## [PASSAGE PROVIDED]
# # # # # # #
Although US tuition fees are some of the highest in the world, ($20,000-$60,000 annually), – it’s not quite the insurmountable hurdle you’d imagine. There are ways to afford the fees.
Most US colleges have to raise funds through charitable donations from current and past students, as well as large corporations and government subsidies. Many therefore, have large endowment funds and can offer financial aid to international applicants. There isn’t an over-arching organization governing these scholarships, but there are many web sites with information, and individual college web sites give details on what they offer. (The term “bursaries” is rarely used by US colleges.)
The US education and college “app” (application) system is very different from what many international students may be used to. Experts advise international students to allow 18-24 months working back from the date they want to start college. Although it seems like a lot of time, applicants need to-
Research the colleges that might suit them. (I strongly advise widening the net and looking at more than just the well-known Harvard/Yale/MIT options). There is no over-arching body such as the UK’s UCAS so students must wade through individual college web sites.
- Look for financial aid, if needed. As mentioned, it is out there but finding it and submitting the paperwork adds a considerable amount of time and effort.
- Take the standardized test (ACT or SAT) that most colleges require of international students. This is a timed, multiple-choice test and is quite different from anything British students are used to. British applicants compete against American high schoolers who have been practicing these tests for months, so test prep is a must.
- Have test scores sent to the colleges they are applying to, which can take a month or more.
- Have high school information sent to colleges. Teachers are asked for fairly in-depth reports* on applicants and some US colleges require applicants to use a Credential Evaluation service to compare foreign academic scores.
- Have financial (ie. bank) information sent to colleges to prove ability to pay for the first year. (This would include any scholarships that are awarded.)
# # # # # # #
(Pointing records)
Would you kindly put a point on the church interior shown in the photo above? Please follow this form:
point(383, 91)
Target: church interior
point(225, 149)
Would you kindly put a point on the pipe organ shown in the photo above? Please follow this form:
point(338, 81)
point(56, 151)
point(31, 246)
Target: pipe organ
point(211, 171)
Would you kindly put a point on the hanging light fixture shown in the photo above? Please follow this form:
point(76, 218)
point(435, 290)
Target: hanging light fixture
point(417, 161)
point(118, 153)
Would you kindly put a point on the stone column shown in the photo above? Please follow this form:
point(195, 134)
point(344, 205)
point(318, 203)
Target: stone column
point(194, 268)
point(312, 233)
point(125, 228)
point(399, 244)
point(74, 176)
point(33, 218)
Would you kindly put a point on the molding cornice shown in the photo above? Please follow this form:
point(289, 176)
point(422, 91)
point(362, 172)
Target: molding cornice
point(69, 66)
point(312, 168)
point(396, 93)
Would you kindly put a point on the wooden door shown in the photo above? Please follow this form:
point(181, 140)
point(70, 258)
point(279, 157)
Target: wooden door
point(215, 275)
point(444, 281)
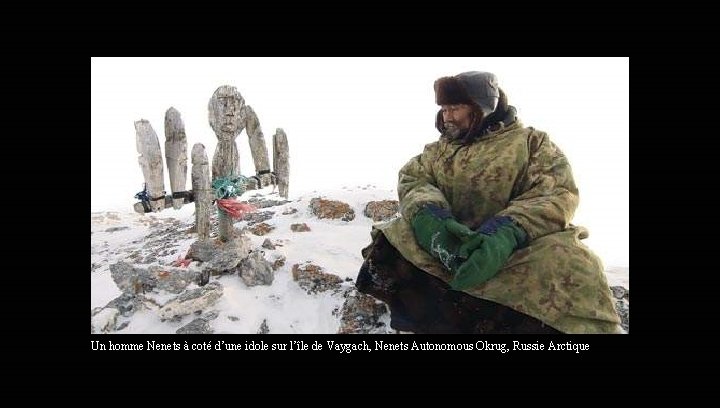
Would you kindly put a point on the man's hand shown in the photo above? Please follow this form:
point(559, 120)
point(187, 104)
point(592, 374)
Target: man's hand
point(486, 252)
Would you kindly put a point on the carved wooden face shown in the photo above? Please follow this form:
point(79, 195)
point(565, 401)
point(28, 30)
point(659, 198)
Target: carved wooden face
point(225, 112)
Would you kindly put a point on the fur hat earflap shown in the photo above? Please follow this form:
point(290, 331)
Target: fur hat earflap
point(450, 91)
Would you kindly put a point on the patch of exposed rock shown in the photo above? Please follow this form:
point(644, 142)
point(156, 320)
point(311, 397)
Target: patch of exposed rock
point(141, 279)
point(313, 280)
point(382, 210)
point(261, 202)
point(299, 227)
point(201, 325)
point(331, 209)
point(255, 270)
point(257, 217)
point(261, 229)
point(218, 256)
point(362, 314)
point(191, 301)
point(264, 329)
point(622, 305)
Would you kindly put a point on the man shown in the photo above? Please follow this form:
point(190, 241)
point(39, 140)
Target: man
point(485, 244)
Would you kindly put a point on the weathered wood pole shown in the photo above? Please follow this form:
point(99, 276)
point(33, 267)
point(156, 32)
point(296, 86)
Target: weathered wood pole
point(150, 160)
point(226, 116)
point(258, 148)
point(176, 154)
point(202, 190)
point(281, 161)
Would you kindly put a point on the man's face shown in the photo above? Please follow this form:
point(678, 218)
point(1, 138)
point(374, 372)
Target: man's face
point(456, 118)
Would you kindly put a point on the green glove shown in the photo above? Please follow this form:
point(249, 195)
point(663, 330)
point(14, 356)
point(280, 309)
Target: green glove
point(437, 232)
point(488, 251)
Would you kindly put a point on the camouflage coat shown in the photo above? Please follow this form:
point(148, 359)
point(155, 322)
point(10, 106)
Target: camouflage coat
point(518, 172)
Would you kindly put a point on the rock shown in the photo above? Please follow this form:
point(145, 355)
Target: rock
point(267, 244)
point(127, 304)
point(255, 270)
point(260, 202)
point(192, 301)
point(279, 262)
point(140, 279)
point(331, 209)
point(264, 329)
point(261, 229)
point(299, 227)
point(201, 325)
point(361, 314)
point(114, 229)
point(104, 321)
point(619, 292)
point(257, 217)
point(382, 210)
point(220, 256)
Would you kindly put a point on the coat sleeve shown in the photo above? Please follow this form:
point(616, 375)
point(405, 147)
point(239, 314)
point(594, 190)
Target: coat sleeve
point(417, 185)
point(546, 197)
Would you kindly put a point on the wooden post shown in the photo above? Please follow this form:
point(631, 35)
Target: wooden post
point(258, 148)
point(226, 116)
point(202, 191)
point(151, 163)
point(176, 154)
point(281, 161)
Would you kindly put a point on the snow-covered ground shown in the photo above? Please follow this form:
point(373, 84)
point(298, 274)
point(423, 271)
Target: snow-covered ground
point(282, 307)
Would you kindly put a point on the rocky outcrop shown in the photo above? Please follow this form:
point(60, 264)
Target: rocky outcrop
point(381, 210)
point(191, 301)
point(313, 280)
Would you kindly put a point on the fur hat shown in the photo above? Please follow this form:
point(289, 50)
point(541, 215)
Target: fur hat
point(472, 88)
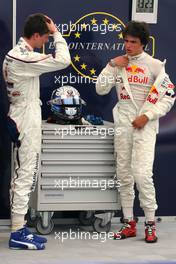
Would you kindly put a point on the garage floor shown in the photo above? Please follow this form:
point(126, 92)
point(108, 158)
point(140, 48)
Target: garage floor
point(75, 244)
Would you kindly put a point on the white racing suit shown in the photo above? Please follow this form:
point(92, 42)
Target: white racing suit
point(143, 88)
point(22, 68)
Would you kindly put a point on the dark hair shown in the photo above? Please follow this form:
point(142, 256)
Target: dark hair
point(139, 30)
point(35, 23)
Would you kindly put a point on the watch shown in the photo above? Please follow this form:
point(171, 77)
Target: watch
point(112, 63)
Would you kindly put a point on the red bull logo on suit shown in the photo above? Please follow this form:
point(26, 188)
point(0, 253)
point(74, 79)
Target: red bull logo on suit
point(135, 74)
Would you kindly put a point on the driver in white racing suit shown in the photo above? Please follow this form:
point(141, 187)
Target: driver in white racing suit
point(21, 68)
point(145, 94)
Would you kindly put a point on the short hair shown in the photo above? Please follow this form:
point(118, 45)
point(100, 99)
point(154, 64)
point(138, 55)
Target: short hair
point(139, 30)
point(35, 23)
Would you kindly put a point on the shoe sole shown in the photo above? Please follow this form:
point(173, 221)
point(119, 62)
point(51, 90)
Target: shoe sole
point(123, 237)
point(152, 241)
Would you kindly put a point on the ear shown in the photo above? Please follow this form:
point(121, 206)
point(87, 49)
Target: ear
point(36, 36)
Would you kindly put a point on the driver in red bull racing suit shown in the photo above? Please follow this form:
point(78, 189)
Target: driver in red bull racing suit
point(145, 94)
point(22, 67)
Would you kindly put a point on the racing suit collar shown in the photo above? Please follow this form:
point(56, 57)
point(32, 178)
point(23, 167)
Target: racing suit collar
point(27, 46)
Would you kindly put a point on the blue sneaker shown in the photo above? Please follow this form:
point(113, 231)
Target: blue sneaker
point(37, 238)
point(19, 240)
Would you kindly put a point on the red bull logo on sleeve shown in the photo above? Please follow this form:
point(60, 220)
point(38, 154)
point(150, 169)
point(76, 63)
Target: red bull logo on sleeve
point(153, 95)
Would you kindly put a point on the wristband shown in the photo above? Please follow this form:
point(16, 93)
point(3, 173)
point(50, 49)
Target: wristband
point(112, 63)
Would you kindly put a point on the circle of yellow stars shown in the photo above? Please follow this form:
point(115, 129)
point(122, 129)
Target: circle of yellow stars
point(77, 35)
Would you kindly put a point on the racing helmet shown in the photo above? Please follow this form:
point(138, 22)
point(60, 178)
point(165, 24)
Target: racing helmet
point(66, 103)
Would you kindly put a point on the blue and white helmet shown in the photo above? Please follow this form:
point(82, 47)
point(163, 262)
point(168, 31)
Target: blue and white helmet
point(66, 103)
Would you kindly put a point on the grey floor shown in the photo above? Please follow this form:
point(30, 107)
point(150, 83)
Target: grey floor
point(75, 244)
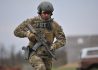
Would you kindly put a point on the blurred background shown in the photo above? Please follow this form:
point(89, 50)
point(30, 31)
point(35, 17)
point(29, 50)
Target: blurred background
point(78, 18)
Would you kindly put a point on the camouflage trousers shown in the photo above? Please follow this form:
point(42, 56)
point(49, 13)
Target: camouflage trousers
point(39, 63)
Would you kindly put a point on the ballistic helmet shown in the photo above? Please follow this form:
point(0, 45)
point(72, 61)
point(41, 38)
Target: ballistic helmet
point(45, 6)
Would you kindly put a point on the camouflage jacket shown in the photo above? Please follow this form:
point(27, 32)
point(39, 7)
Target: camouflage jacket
point(51, 31)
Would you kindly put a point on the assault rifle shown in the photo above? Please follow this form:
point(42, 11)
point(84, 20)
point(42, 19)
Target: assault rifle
point(40, 40)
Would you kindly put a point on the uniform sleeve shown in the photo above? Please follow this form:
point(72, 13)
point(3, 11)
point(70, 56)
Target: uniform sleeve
point(21, 30)
point(60, 37)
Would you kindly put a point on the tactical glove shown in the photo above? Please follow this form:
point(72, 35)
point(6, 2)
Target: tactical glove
point(53, 47)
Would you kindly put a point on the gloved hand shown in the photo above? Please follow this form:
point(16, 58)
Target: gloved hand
point(53, 47)
point(30, 36)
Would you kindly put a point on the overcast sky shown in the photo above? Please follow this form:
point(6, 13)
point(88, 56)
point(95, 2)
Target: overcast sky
point(77, 17)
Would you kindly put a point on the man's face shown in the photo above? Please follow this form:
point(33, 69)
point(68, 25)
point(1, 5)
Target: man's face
point(45, 15)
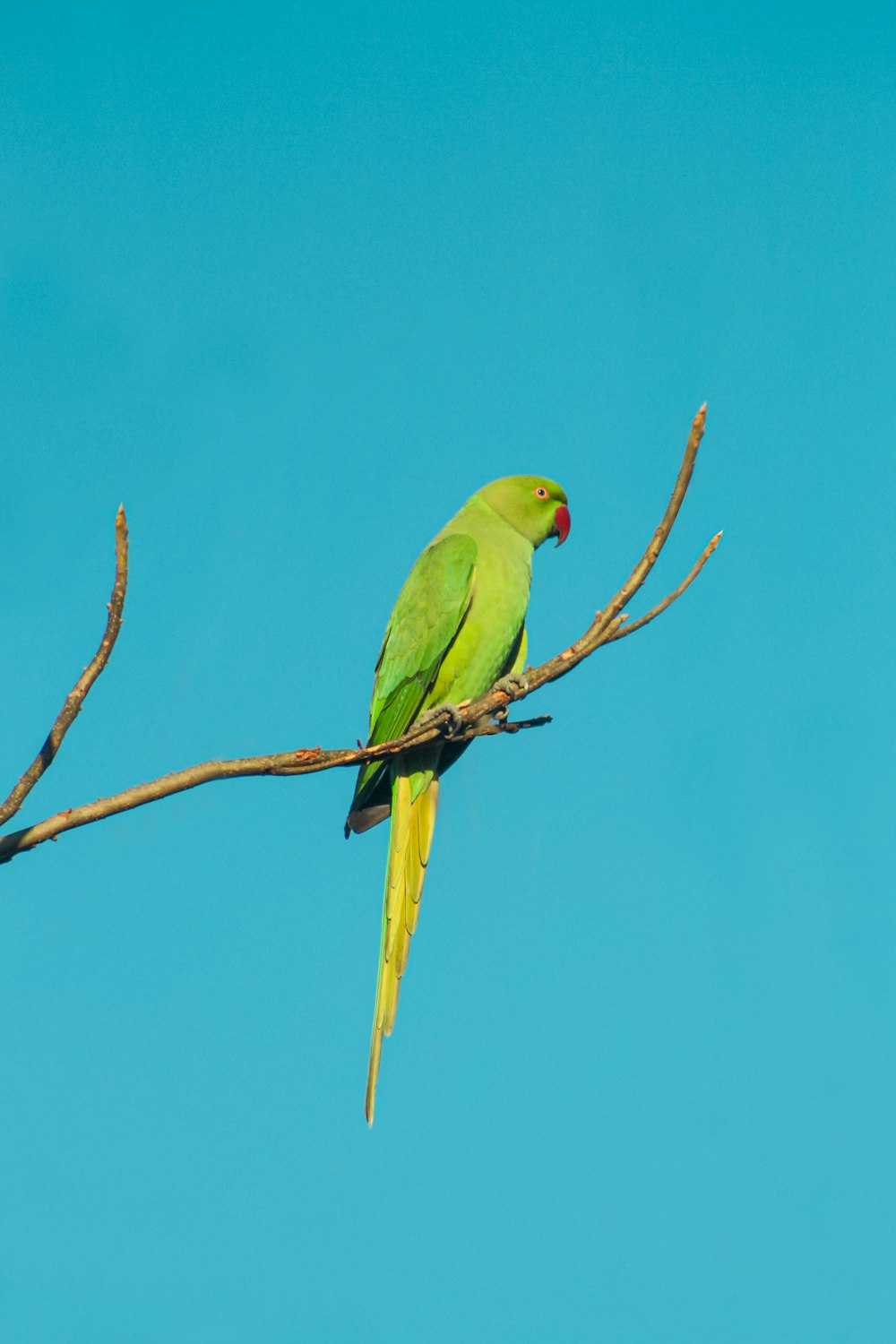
# # # # # # #
## [TASK SET]
**1)** Decide whether each statement agrees with the passage on paying for and applying to US colleges: (a) experts suggest international students begin 18 to 24 months before their intended start date; (b) US colleges commonly use the term "bursaries"; (c) getting test scores sent to colleges can take a month or more. For each, answer yes or no and quote the deciding words.
**2)** Pick up the passage on paying for and applying to US colleges at the point where it stops, and keep writing.

## [EXERCISE RESPONSES]
**1)**
(a) Yes: "Experts advise international students to allow 18-24 months working back from the date they want to start college."
(b) No: "The term “bursaries” is rarely used by US colleges."
(c) Yes: "Have test scores sent to the colleges they are applying to, which can take a month or more."

**2)**
- Fill out the application form(s). This takes more time than most foreign students realize. Most colleges require at least two personal essays, which should be proofed by at least one other person. Students are selling themselves to colleges so this essay cannot be rushed off in one draft.
- Apply for a visa. Students can only apply for a US student visa once they have finally committed to one college. This college initiates the paperwork for the visa request so students holding multiple offers cannot proceed until they make a decision.
- Apply for housing, send in doctor’s form etc. Once a student has a confirmed place at a US college there are many steps to complete before being able to attend. Choose and pay for housing, submit physical reports from the local doctor, register for classes and, in most cases, attend the International orientation session.
*Because of the amount of input required from teachers and other school staff, I strongly suggest that students with “sketchy” relationships start mending some fences, pronto!
It can be daunting to even consider applying to a US college, and expensive if you feel the need to hire a consultant. However, with sufficient time, it is possible for students (and their families) to undertake the whole process themselves.
To help international applicants manage the US application process (including deciding whether it’s even feasible in the first place), I have written ‘The Stress-Free Guide to Studying in the States; A Step-by-Step Plan for International Students’, which also has a Facebook page for questions and further information.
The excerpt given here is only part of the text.